Supplied material →
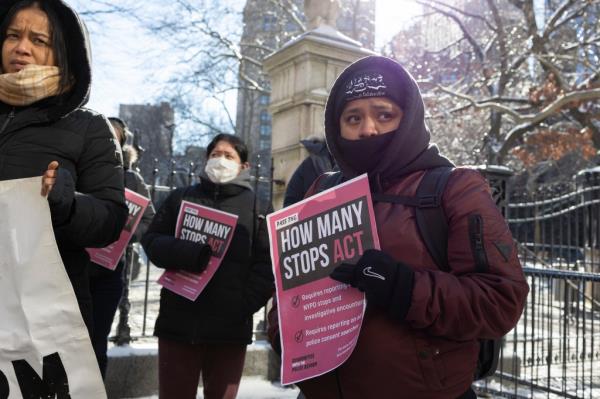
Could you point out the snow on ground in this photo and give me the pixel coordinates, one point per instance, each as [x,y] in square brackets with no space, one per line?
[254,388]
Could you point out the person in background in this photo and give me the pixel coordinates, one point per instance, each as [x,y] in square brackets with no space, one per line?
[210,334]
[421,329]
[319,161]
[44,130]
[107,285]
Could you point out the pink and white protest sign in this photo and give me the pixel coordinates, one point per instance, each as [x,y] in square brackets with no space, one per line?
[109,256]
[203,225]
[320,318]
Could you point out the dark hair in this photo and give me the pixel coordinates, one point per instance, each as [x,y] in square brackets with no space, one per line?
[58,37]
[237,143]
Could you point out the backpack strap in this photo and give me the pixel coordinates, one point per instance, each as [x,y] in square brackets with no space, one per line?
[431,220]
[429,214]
---
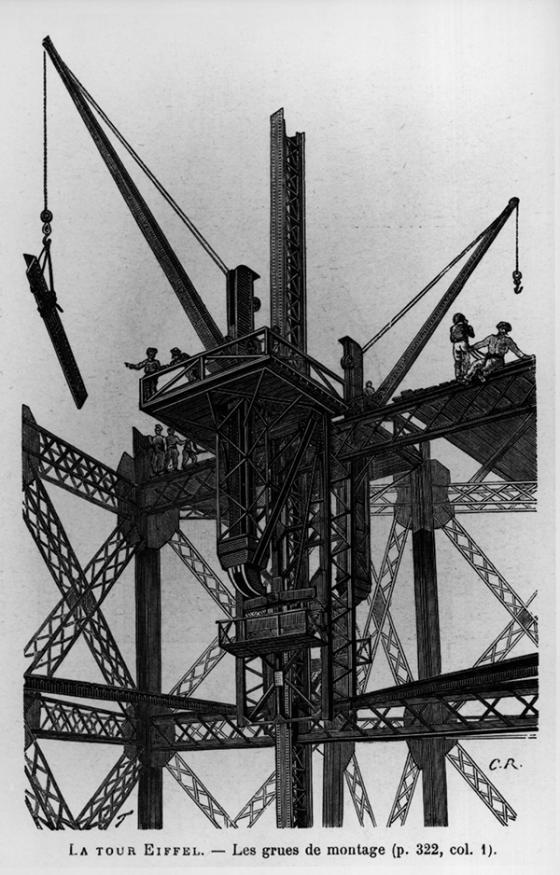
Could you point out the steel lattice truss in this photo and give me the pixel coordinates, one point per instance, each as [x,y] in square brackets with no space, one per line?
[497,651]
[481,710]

Task prompt →
Count the lines in the items above that contain the string "pink", treating uppercase and lowercase as different, and reply with that number alone.

Worked solution →
1